• [Отрывок]
На рубеже 2002 и 2003 годов меня беспокоило несколько вопросов. Первый: Дебби и ее мозговая активность. Мы не понимали, почему ее мозг реагировал на раздражители определенным образом, и меня это тревожило. Дебби услышала несколько слов, и ее мозг ответил на эти звуки, как мозг любого здорового человека, распознал речь, не путая ее с другими шумами. Мне очень хотелось бы узнать, дошло ли до разума Дебби значение этих слов. Поврежденный мозг человека в бессознательном состоянии может отметить наличие звука речи, однако неспособен обработать эту информацию. Может ли находящийся без сознания человек понимать смысл слов, которые он услышит? И что в данном контексте означает «понимать»?
Сложный вопрос. На каком уровне функционирования мозга можно считать человека находящимся в сознании? Этот вопрос я стану задавать себе все последующие годы, в разгар путешествий в серую зону. Проблема заключается в том, что вопросы о сознании имеют непосредственное отношение к тому, кто их задает, равно как и само понятие науки часто рассматривается с очень личных точек зрения.

• [Задание]
Переведите на английский язык это предложение из отрывка о сознании: «Поврежденный мозг человека в бессознательном состоянии может отметить наличие звука речи, однако неспособен обработать эту информацию».

• [Исходные материалы]
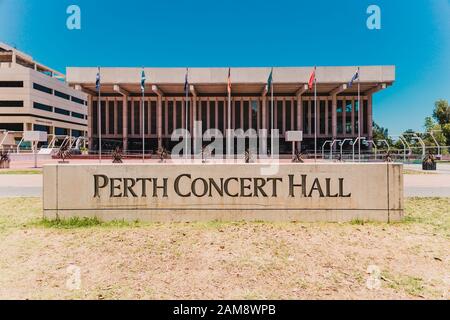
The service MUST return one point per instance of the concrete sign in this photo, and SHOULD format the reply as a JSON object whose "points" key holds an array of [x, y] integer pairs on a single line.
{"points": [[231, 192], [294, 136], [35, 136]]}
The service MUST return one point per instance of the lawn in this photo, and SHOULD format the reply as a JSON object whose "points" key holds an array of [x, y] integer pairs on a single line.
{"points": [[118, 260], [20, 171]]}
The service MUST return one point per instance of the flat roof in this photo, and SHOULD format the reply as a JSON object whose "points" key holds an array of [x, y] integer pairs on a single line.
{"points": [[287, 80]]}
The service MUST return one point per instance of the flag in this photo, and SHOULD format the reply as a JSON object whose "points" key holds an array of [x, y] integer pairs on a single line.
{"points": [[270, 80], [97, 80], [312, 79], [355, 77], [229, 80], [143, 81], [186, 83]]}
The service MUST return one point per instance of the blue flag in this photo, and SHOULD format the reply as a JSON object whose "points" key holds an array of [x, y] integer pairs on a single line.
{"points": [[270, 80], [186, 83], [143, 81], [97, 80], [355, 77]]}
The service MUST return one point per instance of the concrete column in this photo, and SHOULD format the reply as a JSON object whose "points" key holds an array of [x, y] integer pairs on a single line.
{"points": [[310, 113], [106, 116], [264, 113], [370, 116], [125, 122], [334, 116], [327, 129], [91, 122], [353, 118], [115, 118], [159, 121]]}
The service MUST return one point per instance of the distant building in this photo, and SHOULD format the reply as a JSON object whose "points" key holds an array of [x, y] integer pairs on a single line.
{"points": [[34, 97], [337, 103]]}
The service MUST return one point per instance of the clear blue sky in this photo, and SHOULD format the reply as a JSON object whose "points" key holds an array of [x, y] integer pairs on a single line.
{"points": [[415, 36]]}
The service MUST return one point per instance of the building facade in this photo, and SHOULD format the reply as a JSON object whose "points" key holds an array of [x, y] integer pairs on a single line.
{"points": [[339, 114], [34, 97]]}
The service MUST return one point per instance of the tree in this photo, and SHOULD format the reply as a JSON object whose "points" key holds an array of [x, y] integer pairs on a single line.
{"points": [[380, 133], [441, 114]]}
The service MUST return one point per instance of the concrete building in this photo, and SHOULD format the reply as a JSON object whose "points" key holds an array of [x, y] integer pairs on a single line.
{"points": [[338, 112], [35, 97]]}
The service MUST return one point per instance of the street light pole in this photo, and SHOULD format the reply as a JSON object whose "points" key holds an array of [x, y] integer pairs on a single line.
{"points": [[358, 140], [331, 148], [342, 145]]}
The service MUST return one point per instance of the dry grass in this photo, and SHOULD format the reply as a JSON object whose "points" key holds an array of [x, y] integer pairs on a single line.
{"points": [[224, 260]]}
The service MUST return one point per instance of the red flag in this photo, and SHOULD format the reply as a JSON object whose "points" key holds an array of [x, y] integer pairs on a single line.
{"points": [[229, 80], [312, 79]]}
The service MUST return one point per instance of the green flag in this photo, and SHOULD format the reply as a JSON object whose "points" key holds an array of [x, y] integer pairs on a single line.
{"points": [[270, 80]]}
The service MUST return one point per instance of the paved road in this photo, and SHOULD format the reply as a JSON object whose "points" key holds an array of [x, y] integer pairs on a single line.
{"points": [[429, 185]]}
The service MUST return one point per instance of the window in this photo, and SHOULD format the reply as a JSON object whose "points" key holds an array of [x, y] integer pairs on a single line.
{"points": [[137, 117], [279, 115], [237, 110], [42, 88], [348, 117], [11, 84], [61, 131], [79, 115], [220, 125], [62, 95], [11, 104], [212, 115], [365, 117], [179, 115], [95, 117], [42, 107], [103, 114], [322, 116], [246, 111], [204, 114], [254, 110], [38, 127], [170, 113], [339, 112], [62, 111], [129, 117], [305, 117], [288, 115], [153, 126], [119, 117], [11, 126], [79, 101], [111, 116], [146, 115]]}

• [Результат]
The damaged brain of an unconscious person can register the presence of speech sounds, but it is unable to process this information.